# [Trecho da página]

Vandana Shiva aprofunda essa reflexão ao mostrar que essa lógica de exclusão afeta tanto a natureza quanto as mulheres. Uma vez que a exploração da natureza e a opressão das mulheres não são fenômenos isolados, mas expressões desse mesmo sistema de dominação, que trata tanto a terra quanto os corpos femininos como recursos disponíveis para controle e manipulação. Segundo a autora, a violência contra a Terra e a violência contra as mulheres estão profundamente entrelaçadas, tanto simbolicamente, ao moldar cosmovisões, quanto materialmente, ao impactar diretamente a vida cotidiana das mulheres.
Em muitas comunidades, especialmente as rurais, são as mulheres que mantêm uma relação cotidiana e direta com o ambiente. Elas são responsáveis por atividades como o cultivo dos alimentos, o cuidado com a água, a seleção e preservação das sementes, além da transmissão de saberes ligados à sustentabilidade da vida. Por isso, quando a terra é degradada ou apropriada, as mulheres são também as que mais sofrem as consequências dessa destruição.
Shiva mostra como essa lógica de dominação também se manifesta no campo da ciência e da medicina. A medicalização do parto, por exemplo, é para ela uma expressão clara da epistemologia reducionista: o corpo feminino passa a ser tratado como uma máquina, dividido em partes e gerenciado por especialistas. O conhecimento da mulher sobre seu próprio corpo e sobre o processo de dar à luz é deslocado e substituído pelo saber médico. O médico, e não a mulher, se torna o centro do nascimento.

# [Enunciado]
Reescreva o trecho da página começando em "Vandana Shiva aprofunda" e terminando em "cotidiana das mulheres.", trocando "natureza" por "biodiversidade". As linhas não têm nenhuma relação com o trecho da página.

# [Linhas fornecidas]

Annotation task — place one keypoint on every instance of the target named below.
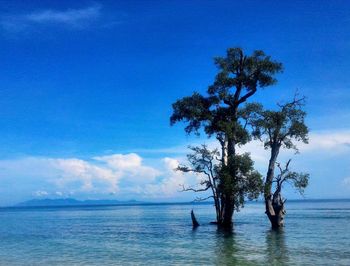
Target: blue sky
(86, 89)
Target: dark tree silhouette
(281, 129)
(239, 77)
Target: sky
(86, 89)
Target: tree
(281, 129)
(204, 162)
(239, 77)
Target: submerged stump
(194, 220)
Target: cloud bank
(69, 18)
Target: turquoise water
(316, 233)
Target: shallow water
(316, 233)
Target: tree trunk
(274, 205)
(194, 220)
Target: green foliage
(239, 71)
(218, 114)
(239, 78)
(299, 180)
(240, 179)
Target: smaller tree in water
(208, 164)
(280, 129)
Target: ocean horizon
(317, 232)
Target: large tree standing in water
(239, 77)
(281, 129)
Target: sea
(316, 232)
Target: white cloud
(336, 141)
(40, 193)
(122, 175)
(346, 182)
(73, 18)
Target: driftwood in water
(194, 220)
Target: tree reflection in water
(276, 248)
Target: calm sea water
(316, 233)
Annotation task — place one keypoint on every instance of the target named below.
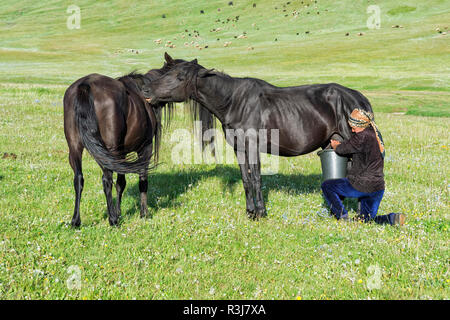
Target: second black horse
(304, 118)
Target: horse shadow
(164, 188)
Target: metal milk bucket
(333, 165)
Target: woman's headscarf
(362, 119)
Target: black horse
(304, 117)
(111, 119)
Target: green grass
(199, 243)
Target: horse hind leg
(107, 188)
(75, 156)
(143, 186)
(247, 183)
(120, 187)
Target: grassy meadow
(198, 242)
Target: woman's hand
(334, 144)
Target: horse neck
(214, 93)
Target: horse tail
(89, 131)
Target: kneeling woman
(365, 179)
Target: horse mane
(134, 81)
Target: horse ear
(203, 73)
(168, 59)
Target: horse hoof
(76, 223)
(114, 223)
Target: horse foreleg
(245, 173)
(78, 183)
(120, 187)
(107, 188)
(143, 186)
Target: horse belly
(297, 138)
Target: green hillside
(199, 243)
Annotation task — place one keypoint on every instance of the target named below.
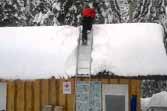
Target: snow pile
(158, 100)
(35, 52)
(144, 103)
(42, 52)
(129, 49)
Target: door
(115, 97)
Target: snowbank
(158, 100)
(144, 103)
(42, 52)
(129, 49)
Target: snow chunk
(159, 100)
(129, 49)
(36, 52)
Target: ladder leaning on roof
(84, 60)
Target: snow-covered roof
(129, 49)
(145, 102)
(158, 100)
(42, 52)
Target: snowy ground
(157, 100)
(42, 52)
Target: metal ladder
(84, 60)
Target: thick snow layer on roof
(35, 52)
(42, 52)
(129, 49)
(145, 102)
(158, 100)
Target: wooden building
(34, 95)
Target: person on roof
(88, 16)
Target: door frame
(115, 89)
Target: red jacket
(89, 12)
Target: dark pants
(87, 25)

# [Resposta]
Vandana Shiva aprofunda essa reflexão ao mostrar que essa lógica de exclusão afeta tanto a biodiversidade quanto as mulheres. Uma vez que a exploração da biodiversidade e a opressão das mulheres não são fenômenos isolados, mas expressões desse mesmo sistema de dominação, que trata tanto a terra quanto os corpos femininos como recursos disponíveis para controle e manipulação. Segundo a autora, a violência contra a Terra e a violência contra as mulheres estão profundamente entrelaçadas, tanto simbolicamente, ao moldar cosmovisões, quanto materialmente, ao impactar diretamente a vida cotidiana das mulheres.